» **Requirements**
Repeat the lines of the listing below word for word, beginning with the line that contains "Exercise. Mark the forehead" and ending with the line that contains "pixel 104 79", both included.

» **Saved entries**
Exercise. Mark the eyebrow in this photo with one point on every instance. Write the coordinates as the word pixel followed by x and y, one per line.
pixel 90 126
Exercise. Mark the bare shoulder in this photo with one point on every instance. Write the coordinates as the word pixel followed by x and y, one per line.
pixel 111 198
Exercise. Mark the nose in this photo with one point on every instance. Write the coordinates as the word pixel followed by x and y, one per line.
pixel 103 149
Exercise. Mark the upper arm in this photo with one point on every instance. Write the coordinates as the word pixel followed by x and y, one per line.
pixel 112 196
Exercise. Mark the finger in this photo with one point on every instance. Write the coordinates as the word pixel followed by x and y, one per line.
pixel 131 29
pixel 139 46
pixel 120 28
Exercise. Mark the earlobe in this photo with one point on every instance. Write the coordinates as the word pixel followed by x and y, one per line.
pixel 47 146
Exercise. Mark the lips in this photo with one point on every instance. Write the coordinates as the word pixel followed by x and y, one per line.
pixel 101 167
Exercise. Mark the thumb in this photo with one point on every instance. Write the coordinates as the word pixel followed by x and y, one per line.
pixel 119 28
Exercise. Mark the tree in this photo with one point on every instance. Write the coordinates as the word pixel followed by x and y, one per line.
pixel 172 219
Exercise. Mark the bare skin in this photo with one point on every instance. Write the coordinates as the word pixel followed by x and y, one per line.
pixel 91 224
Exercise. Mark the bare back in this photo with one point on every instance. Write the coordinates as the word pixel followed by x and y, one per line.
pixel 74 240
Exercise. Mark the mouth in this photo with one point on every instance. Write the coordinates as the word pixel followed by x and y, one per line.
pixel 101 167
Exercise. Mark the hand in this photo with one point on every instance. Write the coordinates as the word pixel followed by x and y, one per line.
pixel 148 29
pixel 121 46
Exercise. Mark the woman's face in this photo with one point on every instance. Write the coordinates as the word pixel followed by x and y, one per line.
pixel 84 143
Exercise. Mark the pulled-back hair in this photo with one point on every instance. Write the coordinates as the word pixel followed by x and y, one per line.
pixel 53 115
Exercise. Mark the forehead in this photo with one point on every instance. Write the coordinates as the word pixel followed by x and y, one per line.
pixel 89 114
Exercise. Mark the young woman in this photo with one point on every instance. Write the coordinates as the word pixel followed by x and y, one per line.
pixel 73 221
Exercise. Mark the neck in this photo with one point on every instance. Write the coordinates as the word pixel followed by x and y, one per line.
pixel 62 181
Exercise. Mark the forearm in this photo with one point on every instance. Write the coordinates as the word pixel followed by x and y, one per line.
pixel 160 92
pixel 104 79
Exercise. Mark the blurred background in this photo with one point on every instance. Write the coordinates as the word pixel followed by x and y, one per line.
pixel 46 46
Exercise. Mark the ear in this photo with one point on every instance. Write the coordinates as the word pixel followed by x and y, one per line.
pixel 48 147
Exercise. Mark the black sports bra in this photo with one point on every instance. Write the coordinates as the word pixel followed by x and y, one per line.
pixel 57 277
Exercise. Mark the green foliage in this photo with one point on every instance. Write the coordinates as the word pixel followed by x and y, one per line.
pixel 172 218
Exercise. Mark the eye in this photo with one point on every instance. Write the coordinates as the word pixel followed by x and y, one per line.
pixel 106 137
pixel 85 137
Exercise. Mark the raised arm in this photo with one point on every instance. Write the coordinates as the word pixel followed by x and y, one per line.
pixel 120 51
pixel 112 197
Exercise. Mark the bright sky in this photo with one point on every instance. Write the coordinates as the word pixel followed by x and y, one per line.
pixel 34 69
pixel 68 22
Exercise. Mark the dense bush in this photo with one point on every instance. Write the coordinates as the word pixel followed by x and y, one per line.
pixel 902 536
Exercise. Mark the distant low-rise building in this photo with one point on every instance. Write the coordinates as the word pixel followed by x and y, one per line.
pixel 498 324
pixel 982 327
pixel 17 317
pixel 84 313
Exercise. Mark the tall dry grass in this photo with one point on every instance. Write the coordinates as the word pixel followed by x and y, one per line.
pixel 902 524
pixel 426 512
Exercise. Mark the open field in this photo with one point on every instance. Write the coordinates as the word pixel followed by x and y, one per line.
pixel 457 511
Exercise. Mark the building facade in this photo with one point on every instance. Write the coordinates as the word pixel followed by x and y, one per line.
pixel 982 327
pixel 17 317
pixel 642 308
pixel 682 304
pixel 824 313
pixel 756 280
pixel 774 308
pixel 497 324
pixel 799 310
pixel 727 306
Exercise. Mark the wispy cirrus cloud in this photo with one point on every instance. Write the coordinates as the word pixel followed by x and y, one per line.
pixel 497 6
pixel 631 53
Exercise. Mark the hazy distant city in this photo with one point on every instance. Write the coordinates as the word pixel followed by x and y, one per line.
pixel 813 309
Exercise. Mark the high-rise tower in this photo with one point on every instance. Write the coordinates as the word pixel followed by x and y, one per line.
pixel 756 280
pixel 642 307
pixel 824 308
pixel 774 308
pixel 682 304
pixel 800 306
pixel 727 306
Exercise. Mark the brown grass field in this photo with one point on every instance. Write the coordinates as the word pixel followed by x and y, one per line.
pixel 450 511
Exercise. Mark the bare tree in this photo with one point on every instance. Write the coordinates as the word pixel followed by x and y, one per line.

» **Exercise solution**
Exercise. Mark the forehead in this photo with one point on every instance. Write the coordinates as the word pixel followed by x and y, one per line.
pixel 89 114
Exercise. Mark the young woman in this photo with one point on every instance. Write the coordinates as the word pixel followed by x and y, one per line.
pixel 73 221
Exercise. Mark the neck in this photo with one point on every instance. Write the coordinates as the word pixel followed by x and y, one per line.
pixel 62 181
Exercise. Mark the forearm in this photo with one point on every instance. Write the coordinates as the word pixel followed by x and y, one per line.
pixel 160 92
pixel 104 79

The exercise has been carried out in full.